- About this task -
Please set down the passage of the arthritis drug trial article below from "Tocilizumab, marketed as" to "of promising therapies.", copying its wording unchanged.

- Given text -
>>>
News, Culture & Society

Hundreds of critically-ill coronavirus patients will be given an arthritis drug in RECOVERY trial

Tocilizumab, marketed as Actemra, will be given to hundreds of critically ill coronavirus patients in the NHS

Hundreds of critically ill coronavirus patients in the NHS will be given an arthritis drug as part of the world’s largest trial of promising therapies.

Tocilizumab, sold as RoActemra or Actemra, will be administered to patients whose lungs have become severely inflamed due to a dangerous immune reaction caused by the virus.

It is hoped the arthritis drug, given via an IV drip, can help to calm the deadly reaction, which sees inflammatory molecules flood the lungs and fill them with fluid.

Tocilizumab is the latest drug to be added to the Recovery trial, which is also testing four other promising treatments, including HIV, malaria and antibiotic medications.

The trial has already recruited about 6,000 NHS patients in five weeks, making it the largest study looking at repurposing existing therapies to treat the incurable virus.

Patients from almost every NHS trust in the country are taking part in the trial, which is being run by Oxford University.
<<<
- Entries supplied -
>>>
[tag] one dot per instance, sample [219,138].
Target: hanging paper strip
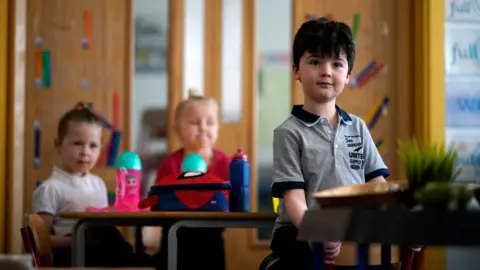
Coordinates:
[87,22]
[115,139]
[38,69]
[46,69]
[37,140]
[376,113]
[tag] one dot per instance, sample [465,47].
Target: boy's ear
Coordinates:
[176,128]
[295,73]
[57,142]
[349,75]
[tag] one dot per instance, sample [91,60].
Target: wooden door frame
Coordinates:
[16,124]
[4,37]
[429,86]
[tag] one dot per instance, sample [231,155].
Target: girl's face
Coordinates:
[198,125]
[80,148]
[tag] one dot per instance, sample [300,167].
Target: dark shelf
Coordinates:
[393,226]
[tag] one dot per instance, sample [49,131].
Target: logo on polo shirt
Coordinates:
[356,158]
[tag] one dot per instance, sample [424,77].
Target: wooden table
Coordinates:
[178,219]
[90,268]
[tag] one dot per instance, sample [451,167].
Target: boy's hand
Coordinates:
[332,249]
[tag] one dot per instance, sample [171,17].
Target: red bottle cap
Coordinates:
[239,155]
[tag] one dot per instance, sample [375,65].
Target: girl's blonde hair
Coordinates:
[193,96]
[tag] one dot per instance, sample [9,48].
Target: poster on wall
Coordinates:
[467,144]
[462,10]
[462,45]
[462,108]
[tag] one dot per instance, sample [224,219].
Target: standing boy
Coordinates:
[319,146]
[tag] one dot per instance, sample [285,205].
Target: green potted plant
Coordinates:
[431,174]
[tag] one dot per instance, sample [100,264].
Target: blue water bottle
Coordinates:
[240,178]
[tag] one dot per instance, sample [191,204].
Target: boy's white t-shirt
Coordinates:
[64,192]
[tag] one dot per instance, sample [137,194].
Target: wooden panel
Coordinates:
[16,124]
[105,65]
[4,28]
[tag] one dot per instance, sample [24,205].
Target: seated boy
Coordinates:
[320,146]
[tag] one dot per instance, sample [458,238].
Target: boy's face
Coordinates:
[198,125]
[322,77]
[80,148]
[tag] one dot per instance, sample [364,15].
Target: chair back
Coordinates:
[40,239]
[28,243]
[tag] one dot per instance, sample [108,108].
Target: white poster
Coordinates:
[462,107]
[462,50]
[467,144]
[462,10]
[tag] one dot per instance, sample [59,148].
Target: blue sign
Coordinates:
[462,9]
[465,52]
[462,50]
[463,104]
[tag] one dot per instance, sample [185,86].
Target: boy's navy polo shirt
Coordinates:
[309,154]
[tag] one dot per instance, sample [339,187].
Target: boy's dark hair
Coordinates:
[324,37]
[80,113]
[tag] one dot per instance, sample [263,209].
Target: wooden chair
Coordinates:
[36,239]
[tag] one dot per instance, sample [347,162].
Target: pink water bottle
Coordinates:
[129,173]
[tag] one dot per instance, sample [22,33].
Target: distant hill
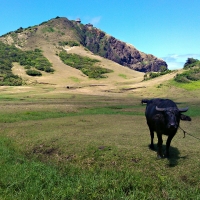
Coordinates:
[60,31]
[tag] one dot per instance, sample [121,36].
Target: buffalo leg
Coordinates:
[152,137]
[160,142]
[169,139]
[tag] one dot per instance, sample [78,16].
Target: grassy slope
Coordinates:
[91,141]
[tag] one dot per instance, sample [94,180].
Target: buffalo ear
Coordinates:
[185,118]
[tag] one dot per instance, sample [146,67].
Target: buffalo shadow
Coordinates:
[174,155]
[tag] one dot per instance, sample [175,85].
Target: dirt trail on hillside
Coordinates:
[66,78]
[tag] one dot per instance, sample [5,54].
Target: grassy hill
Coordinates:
[67,136]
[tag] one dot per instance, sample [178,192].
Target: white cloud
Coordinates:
[175,61]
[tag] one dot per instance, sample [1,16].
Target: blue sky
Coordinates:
[168,29]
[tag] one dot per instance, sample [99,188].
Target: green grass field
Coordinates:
[92,147]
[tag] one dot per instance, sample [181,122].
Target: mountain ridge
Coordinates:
[61,29]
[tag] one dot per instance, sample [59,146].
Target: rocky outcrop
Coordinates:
<<<
- Problem solution -
Tocilizumab, marketed as Actemra, will be given to hundreds of critically ill coronavirus patients in the NHS

Hundreds of critically ill coronavirus patients in the NHS will be given an arthritis drug as part of the world’s largest trial of promising therapies.